▸ 本文:

2022年11月Disc Review!

寒い!

日が落ちてからの寒さがえげつなさすぎです。毎年思いますが、地球温暖化ってどうなったんでしょうか。

気が付けば2022年も大詰めですが、年間ベストとかも考えてみようかなと思います。ようやく来日公演も復活したりと、コロナ以降変化の多かった1年だし、振り返ってみたいですね。

■L.S. DUNES『PAST LIVES』

アンソニー・グリーン(SAOSINほか)、フランク・アイイエロ(MY CHEMICAL ROMANCE)、トラヴィス・スティーヴァー(COHEED AND CAMBRIA)、ティム・ペイン、タッカー・ルール(ともにTHURSDAY)が結成した新バンドのデビュー作。2000年代中盤にオーバーグラウンドで盛り上がったエモ~スクリーモを知る世代全員が三度見しそうな面子です。
マイケミにCOHEEDという、本国ではスタジアム級のバンドのメンバーが参加していることからどんな音になるかと思いきや、いわゆるスクリーモ的な要素は薄め。むしろエモ~ポスト・ハードコアの源流に回帰しつつ、アンソニーがソロで見せる芸術性や実験性を少しだけ加えたような感じです。繊細なコードの響きを軸にしつつ、抑えきれない激情が漏れ出る様は、ジョナ・マトランガ(FARほか)の各プロジェクトやSUNNY DAY REAL ESTATEあたりに通じるんじゃないでしょうか。一筋縄ではいかないというか、キャッチーでないことはないけれどポップでもなく、人を選ぶアルバムだな…とは思いますが、聴きこんでいくと、同時に多くのスクリーモバンドが到達できなかった境地なのではないかとも感じます。

▸ ポインティング用データセットの抜粋:
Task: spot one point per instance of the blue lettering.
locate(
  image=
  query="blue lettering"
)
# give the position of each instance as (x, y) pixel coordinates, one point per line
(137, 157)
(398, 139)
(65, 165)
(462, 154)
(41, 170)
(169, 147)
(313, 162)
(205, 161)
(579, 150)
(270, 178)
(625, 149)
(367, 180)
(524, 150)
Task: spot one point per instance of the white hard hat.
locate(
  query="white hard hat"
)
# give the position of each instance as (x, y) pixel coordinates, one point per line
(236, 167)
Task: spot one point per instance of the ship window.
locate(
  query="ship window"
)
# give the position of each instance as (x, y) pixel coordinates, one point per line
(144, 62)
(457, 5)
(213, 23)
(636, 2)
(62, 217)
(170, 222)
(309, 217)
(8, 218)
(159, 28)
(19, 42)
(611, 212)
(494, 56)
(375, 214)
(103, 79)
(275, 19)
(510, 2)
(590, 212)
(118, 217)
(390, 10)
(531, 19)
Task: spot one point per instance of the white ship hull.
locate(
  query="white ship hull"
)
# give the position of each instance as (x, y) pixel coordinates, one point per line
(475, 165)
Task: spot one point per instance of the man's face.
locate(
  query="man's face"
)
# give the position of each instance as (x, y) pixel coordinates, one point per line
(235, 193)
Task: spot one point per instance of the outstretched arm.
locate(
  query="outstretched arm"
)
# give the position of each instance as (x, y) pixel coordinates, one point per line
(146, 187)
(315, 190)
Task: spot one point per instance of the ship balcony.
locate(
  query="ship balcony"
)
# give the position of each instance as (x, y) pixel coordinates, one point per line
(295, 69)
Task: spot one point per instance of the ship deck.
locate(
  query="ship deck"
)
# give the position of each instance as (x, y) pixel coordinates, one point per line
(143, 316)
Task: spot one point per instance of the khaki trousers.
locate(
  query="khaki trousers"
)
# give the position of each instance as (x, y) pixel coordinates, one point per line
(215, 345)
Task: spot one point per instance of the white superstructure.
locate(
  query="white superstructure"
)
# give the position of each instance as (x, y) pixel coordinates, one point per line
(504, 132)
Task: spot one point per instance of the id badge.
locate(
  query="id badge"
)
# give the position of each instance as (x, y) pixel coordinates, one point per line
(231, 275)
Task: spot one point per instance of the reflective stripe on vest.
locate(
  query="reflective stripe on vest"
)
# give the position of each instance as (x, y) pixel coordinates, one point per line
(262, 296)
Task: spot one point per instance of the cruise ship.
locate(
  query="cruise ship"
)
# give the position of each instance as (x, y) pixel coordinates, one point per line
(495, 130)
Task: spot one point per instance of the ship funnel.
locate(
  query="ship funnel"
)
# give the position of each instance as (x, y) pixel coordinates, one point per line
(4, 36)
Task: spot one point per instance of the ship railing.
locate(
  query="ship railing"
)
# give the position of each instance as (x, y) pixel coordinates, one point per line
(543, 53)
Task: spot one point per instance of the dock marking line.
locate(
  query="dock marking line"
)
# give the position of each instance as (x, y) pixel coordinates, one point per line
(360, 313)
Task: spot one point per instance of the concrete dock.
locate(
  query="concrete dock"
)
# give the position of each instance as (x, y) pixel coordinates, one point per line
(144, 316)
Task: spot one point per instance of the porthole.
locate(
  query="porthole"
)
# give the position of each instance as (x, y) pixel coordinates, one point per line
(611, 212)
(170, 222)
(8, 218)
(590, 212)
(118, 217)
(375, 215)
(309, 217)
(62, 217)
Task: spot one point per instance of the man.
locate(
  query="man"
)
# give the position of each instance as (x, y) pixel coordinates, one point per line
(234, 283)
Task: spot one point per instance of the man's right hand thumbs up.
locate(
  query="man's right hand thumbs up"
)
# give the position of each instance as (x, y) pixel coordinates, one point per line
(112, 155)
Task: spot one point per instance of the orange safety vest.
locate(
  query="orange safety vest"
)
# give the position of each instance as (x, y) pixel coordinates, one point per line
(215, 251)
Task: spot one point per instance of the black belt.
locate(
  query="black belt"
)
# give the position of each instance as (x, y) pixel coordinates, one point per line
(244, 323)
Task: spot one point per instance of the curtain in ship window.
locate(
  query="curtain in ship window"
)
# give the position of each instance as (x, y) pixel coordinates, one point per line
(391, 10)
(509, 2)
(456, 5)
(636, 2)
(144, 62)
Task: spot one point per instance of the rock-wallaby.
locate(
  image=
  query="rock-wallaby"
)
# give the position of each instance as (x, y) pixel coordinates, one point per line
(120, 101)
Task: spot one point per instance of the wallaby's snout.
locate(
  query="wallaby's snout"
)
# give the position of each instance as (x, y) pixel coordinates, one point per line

▸ 取り組む課題:
a) ディスクレビューのうち、「2022年11月Disc Review!」から始まり「し、振り返ってみたいですね。」で終わる部分を、一字一句変えずにもう一度示してください。
b) ディスクレビューでは、ティム・ペインとタッカー・ルールはどのバンドのメンバーとして紹介されていますか。
c) ディスクレビューの最後の文の後から、その続きを引き継いで書いてください。

▸ 課題ごとの回答:
a)
2022年11月Disc Review!

寒い!

日が落ちてからの寒さがえげつなさすぎです。毎年思いますが、地球温暖化ってどうなったんでしょうか。

気が付けば2022年も大詰めですが、年間ベストとかも考えてみようかなと思います。ようやく来日公演も復活したりと、コロナ以降変化の多かった1年だし、振り返ってみたいですね。

b) THURSDAYのメンバーとして紹介されています。

c)
というのも、2010年代に入りスクリーモが一気に下火になっていくなか、地下シーンの支持を得て活動基盤を固めようとしたのか、プログレ/アート化を図るバンドがたくさんいたんですが、だいたい失敗していたんですよね(一方でピコリーモという延命措置もありましたが)。その答えのひとつというか、あのバンドたちってこういうことがやりたかったんじゃないか、と思えてなりません。やっぱりミュージシャンシップはもちろん、源流としてのエモや、そのルーツをちゃんと通過していないとできないことがあるということなんですかね。これが10年前に出ていたら、シーンの流れが違っていたのかも。メンバーが成熟したからこそできた面もあるだろうし、本当にたれらればですけどね。
ツアーもやっているものの、もともと家庭持ちメンバーの集まりだし、本業のバンドもあるしで、あまり活発には動かない気がします。でも1枚で終わらせず、ポスト・ハードコアのその先をもっと見せてほしいですね。日本で見るのは難しいかな…。

 

■THE SMASHING PUMPKINS『ATUM – Act 1』

※このMVの曲は収録されていません
シカゴ産オルタナ重鎮の12作目。再結成してからは6作目、ジェイムズ・イハ(g)が復帰してからは3作目です。思ったより活動そのものは順調ですね。NIRVANAほかシアトル勢とは違う大仰なサウンドで、エモ方面にもけっこうな影響を与えたバンドでもあります。
今回ですが、「Act 1.」とある通り連作のロックオペラの第一章になっており、2023年1月、4月に二章、三章がリリースされるそう。しかもこれらはバンドの代表作『MELLON COLLIE AND THE INFINITE SADNESS』(95年)と『MACHINA/THE MACHINES OF GOD』(2000年)の続編であるとのこと。ぶっちゃけその2枚だけでも作風が全然違うだろとか、この2枚は別に連なってないだろとか、いろいろ突っ込みたくなる部分はあります。旧作の続編を作るって、プログレでたまにありますが、うまくいった例も少ないし。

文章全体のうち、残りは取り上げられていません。